— begin Given records —

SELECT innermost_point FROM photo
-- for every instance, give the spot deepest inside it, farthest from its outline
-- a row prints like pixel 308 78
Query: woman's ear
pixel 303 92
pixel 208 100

— end Given records —

◆ **Instructions to follow**:
Reproduce every entry above word for word, without changing a single character.

◆ **Response to this exercise**:
SELECT innermost_point FROM photo
-- for every instance, give the spot deepest inside it, farthest from its outline
-- a row prints like pixel 308 78
Query: woman's ear
pixel 303 92
pixel 208 100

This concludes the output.